** STUDY TEXT **
*** Block opens ***

We’ve had a bit of a setback due to chip shortages in the supply chain and general disruption to the supply chain. I think it is temporary and will be resolved, and that pent-up demand will see support for strong PGM prices.
SIMON BROWN: That pent-up demand, all those people who wanted vehicles – do you have any insight into that? Every time I chat with a vehicle retailer or one of the manufacturers, I always get told ‘it will resolve in six months’ – with respect, being told that now for a year-and-a-half. Is there any visibility, or is it a case of ‘it will resolve; we’re not quite sure when’?
PHOEVOS POUROULIS: You just have to look at the massive investment that’s going into chip manufacturing facilities globally. They are talking tens of billions of dollars. By all indications and the general view – and I don’t have a crystal ball on this – the second half of 2022 is when most people believe that there will be normality in the supply chain, maybe with backlogs still being fulfilled. But yeah, our expectations are that second half of 2022.
SIMON BROWN: Okay. Your chrome concentrate – obviously you commissioned the new plant, but that was after year end, so it’s not in these results at all. But the concentrate – is that exporting out to China? Then the question is how you are finding that supply chain.
PHOEVOS POUROULIS: Yeah, 75% of our production on the chrome front ends up in stainless steel, which is a China-centric story and ends up in Indonesia and China. The big challenge there has been on the logistics front, getting material to end users cost-effectively.
We’ve seen unbelievable increases in freight rates, which have impacted our margins and continues to look fairly strong going into this new financial year in terms of those high freight rates, coupled with our own domestic logistics challenges around rail and port.
Just anecdotally in 2020 we moved 70% of our cargo by rail to Richards Bay and in 2021 we moved 70% by road. So a complete flip. That tells you the story in one statistic really.

*** Block closes ***

** TASK REQUIREMENTS **
A: Summarize the interview on supply-chain disruption in two sentences.
B: Write the next part of the interview on supply-chain disruption, continuing from its final sentence.

(Data excerpts)
*** Block opens ***

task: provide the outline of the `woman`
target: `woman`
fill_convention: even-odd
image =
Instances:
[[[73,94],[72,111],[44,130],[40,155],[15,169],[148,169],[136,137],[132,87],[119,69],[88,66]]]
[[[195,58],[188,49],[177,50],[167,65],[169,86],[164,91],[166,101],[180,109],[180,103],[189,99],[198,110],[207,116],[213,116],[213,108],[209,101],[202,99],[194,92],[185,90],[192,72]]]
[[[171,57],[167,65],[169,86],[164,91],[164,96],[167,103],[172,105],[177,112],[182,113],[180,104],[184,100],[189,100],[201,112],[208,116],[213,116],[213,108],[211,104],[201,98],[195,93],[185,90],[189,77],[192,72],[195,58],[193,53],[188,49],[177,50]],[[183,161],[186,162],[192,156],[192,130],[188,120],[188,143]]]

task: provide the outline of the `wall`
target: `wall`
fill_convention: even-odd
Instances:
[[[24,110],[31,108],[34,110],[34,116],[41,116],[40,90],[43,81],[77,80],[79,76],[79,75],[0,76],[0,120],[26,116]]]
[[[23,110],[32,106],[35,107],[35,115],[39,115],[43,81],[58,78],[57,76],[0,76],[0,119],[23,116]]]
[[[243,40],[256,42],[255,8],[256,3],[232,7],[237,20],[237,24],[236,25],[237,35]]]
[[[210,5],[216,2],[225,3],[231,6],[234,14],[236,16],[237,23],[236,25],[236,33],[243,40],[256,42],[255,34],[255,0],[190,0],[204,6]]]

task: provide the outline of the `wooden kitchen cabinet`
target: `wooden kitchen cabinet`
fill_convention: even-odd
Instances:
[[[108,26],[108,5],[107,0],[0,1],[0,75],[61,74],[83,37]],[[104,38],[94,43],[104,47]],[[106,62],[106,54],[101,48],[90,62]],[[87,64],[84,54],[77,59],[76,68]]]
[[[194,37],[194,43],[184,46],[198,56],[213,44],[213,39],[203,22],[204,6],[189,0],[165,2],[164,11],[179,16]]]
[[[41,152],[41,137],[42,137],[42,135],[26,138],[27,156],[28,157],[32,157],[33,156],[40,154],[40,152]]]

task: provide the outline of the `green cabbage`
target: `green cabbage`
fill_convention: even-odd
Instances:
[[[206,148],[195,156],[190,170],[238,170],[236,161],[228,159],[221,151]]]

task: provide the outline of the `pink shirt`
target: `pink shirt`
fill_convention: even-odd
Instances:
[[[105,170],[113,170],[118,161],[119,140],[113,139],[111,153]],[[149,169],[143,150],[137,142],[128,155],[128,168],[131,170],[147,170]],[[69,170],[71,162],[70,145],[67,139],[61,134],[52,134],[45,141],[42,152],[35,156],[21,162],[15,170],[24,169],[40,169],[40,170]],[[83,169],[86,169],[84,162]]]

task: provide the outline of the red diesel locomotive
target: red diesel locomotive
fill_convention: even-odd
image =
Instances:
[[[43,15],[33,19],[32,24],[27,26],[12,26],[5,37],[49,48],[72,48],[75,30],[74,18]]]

*** Block closes ***

** EXPECTED RESULTS **
A: Chip shortages and wider supply-chain disruption are described as a temporary setback, with normality generally expected in the second half of 2022 and pent-up demand expected to support strong PGM prices. On chrome, 75% of production ends up in stainless steel in China and Indonesia, and margins have been squeezed by sharp freight-rate increases and domestic rail and port problems, with cargo to Richards Bay shifting from 70% by rail in 2020 to 70% by road in 2021.

B:
Our preferences are obviously to move bulk by rail. It’s just far superior and more efficient. There are numerous tasks teams working with Transnet to try and resolve the bottlenecks and the constraints, and we’re hopeful that between industry and government we will find some form of resolution.
Just in terms of that Vulcan plant, Simon, it’s a really exciting project for us. It’s a technology we developed in-house. We funded internally. It was almost a R1 billion project from those strong cash flows that we enjoyed this last year, and this quarter we’re busy commissioning the first production in December.
It will be the first time that ultra-fine chrome that typically is thrown onto a waste dump is recovered. So it really has an exciting benefit to us on multiple fronts: it brings us down the cost curves, it reduces our carbon footprint per unit of product that we produce. So all in all a really, really neat project.
SIMON BROWN: Yes. A really great project. We chatted in I think early October around that.
The last question is around life of mine. As you said, it’s an open pit mine, but you’ve extended it. You’ve managed to find another seven years or so, running you to 2041 – another two decades out.
PHOEVOS POUROULIS: Yeah. This is a massive value boost to our project. If you look at the scramble for resources and our peers bidding over the odds for acquiring assets, this really is a 50% extension of our life of open pit. It takes us to another 20 years of open-pit life at no additional capital cost. So we don’t need to invest billions of rands to continue mining at the current rate. We’ll just extend and continue progressing our open pit for a further seven years.
Importantly, it also it allows us to transition to the underground mining in a phased approach. In other words, we would have 50% of our production coming from underground and 50% from open pit, which reduces the transition risk and also the capital at that point in time. So it’s very value-accretive in terms of the value of the Tharisa Mine.
SIMON BROWN: We’ll leave that there. That’s CEO Phoevos Pouroulis talking those results.